Exercise description ::
Could you return each of the items below word for word, leaving every line unchanged?

Stored data entries ::
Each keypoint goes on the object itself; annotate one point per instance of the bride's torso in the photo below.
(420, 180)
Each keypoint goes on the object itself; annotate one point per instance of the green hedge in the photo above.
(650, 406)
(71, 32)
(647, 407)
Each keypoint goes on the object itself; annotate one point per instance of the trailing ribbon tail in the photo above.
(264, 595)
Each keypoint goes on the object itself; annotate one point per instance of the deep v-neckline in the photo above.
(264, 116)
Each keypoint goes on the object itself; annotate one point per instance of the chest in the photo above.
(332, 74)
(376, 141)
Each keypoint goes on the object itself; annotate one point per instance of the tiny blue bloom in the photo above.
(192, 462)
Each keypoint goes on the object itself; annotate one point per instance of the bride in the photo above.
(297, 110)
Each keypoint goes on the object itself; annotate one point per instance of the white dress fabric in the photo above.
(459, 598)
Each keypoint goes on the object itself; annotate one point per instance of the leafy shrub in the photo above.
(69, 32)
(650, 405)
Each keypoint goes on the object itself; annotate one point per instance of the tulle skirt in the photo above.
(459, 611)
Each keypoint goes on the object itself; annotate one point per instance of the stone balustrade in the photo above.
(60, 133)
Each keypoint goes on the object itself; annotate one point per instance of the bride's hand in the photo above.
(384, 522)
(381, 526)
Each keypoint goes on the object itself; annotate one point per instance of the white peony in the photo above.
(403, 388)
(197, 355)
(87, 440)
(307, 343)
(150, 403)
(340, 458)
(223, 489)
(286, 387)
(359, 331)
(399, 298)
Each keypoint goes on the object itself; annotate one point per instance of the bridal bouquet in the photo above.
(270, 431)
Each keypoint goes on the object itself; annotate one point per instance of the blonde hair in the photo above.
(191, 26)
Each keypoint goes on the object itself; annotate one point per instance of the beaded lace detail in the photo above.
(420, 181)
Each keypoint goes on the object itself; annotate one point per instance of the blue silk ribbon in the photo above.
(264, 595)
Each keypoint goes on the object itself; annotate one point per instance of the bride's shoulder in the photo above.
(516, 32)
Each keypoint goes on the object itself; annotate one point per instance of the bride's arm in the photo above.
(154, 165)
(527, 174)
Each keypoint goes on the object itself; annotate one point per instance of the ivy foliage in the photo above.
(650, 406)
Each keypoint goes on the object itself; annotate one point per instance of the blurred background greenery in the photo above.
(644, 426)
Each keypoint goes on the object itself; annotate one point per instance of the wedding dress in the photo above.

Solution to this exercise ::
Each keypoint goes on the object itself; annotate one point per instance of the bride's torso in the photo below.
(420, 180)
Each keypoint goes on the object itself; annotate one point per instance of the green hedge in the photo above.
(650, 406)
(71, 32)
(647, 407)
Each keypoint goes on the object itself; annotate one point per instance of the trailing ribbon tail in the photo above.
(264, 595)
Each keypoint goes on the object itself; annotate one point per instance of the deep v-neckline in the photo above.
(264, 116)
Each keypoint goes on the object itself; annotate one point per instance of the chest in the photo above.
(332, 74)
(376, 141)
Each keypoint goes on the object itself; annotate one point per instance of the tiny blue bloom in the photo above.
(192, 462)
Each keypoint goes on the object itself; annotate one point per instance of the bride in the photo above.
(297, 110)
Each keypoint goes on the object itself; annotate one point per instance of the white dress fabric in the photo above.
(459, 598)
Each keypoint goes on the object itself; annotate one point per instance of the leafy shrub in the photo above.
(69, 32)
(650, 405)
Each keypoint goes on the object itself; annotate one point per instance of the tulle skirt in the photo above.
(459, 611)
Each keypoint goes on the object itself; annotate one point per instance of the stone balustrade in the photo above.
(60, 133)
Each keypoint goes on the object itself; annotate one point per instance of the bride's hand in the photo above.
(384, 522)
(381, 526)
Each keypoint goes on the object itself; annotate one point per instance of the white peony in the photo above.
(403, 388)
(197, 355)
(87, 440)
(307, 343)
(150, 403)
(340, 458)
(223, 489)
(286, 387)
(359, 331)
(399, 298)
Each keypoint goes on the object itself; annotate one point per instance of the bridal bouquet in the photo above.
(270, 431)
Each keypoint goes on the object itself; annotate one point per instance of the blonde hair in the photo above.
(191, 26)
Each keypoint goes on the object itself; annotate one point per instance of the beaded lace detail in the photo above.
(420, 181)
Each keypoint goes on the object itself; annotate one point per instance of the blue silk ribbon in the photo above.
(264, 595)
Each keypoint goes on the object itself; annotate one point per instance of the bride's shoulder in the photo above.
(516, 32)
Each keypoint goes on the object itself; annotate one point per instance of the bride's arm in the photo above.
(154, 165)
(527, 174)
Each keypoint goes on the object itself; annotate one point per instance of the ivy foliage in the photo above.
(650, 406)
Each keypoint goes on the object itself; annotate one point per instance of the blurred background greenery in the photo above.
(644, 426)
Each keypoint goes on the object itself; annotate one point per instance of the wedding dress in the photo above.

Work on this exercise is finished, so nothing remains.